▶ _Task to complete_:
Output all of the entries below precisely as written.

(Dataset entries)
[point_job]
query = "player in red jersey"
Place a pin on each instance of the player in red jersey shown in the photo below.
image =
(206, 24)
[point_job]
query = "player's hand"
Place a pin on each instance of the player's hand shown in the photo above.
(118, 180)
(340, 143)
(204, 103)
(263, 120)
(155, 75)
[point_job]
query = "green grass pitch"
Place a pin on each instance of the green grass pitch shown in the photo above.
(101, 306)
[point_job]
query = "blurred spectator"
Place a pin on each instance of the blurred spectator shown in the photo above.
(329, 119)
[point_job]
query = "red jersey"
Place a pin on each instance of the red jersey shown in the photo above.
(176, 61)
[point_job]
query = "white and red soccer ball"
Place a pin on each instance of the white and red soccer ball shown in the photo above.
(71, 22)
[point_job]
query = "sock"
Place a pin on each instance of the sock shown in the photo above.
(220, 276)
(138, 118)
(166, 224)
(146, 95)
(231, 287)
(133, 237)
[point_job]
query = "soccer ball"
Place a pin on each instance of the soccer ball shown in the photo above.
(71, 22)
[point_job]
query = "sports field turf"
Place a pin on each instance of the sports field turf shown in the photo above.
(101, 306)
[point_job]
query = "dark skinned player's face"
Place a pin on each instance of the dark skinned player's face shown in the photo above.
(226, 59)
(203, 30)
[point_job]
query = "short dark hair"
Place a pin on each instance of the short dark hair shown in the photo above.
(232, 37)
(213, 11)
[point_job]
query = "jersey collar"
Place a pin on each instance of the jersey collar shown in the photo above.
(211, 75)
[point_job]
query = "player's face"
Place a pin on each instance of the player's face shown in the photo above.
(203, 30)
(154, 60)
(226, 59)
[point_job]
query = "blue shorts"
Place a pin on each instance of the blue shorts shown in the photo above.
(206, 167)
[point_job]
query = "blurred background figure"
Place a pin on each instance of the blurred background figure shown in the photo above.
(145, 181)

▶ _Response below_:
[point_job]
query = "player in red jersey"
Place a pin on each instance of the player in red jersey shown in the photo below.
image =
(206, 24)
[point_job]
query = "player's hand"
Place a pin on each instance of the player's hand shown in the photo above.
(118, 180)
(340, 143)
(204, 103)
(263, 120)
(155, 75)
[point_job]
query = "green grass pitch"
Place a pin on each instance of the green grass pitch shown in the photo above.
(101, 306)
[point_job]
query = "blurred spectator"
Place a pin on each instance of the blurred spectator shown in the photo above.
(329, 119)
[point_job]
query = "red jersey"
Place a pin on each instance of the red jersey shown in the photo above.
(176, 61)
[point_job]
query = "white and red soccer ball"
Place a pin on each instance of the white and red soccer ball shown in the photo above.
(71, 22)
[point_job]
query = "sock"
Place a pin on each instance of the sock shown in the photo above.
(220, 276)
(138, 118)
(166, 224)
(146, 95)
(231, 287)
(133, 237)
[point_job]
query = "soccer ball"
Place a pin on each instance of the soccer ball shown in the photo above.
(71, 22)
[point_job]
query = "sports field turf"
Place a pin on each instance of the sports field turf shown in the photo above.
(101, 306)
[point_job]
query = "dark skinned player's face"
Place a pin on each instance of the dark skinned player's face shown in the photo above.
(226, 59)
(203, 30)
[point_job]
query = "short dark hair"
Place a pin on each instance of the short dark hair shown in the photo above.
(232, 37)
(213, 11)
[point_job]
query = "jersey collar"
Place a pin on each instance of the jersey collar shown in the photo above.
(211, 75)
[point_job]
query = "player's face"
Place a pin on each instance of the player's face shown in the photo above.
(203, 30)
(154, 60)
(226, 59)
[point_job]
query = "blue shorts"
Place a pin on each instance of the blue shorts shown in the photo above.
(206, 167)
[point_job]
query = "blurred background figure"
Place a pin on each instance of the blurred background figure shown in the photo above.
(145, 181)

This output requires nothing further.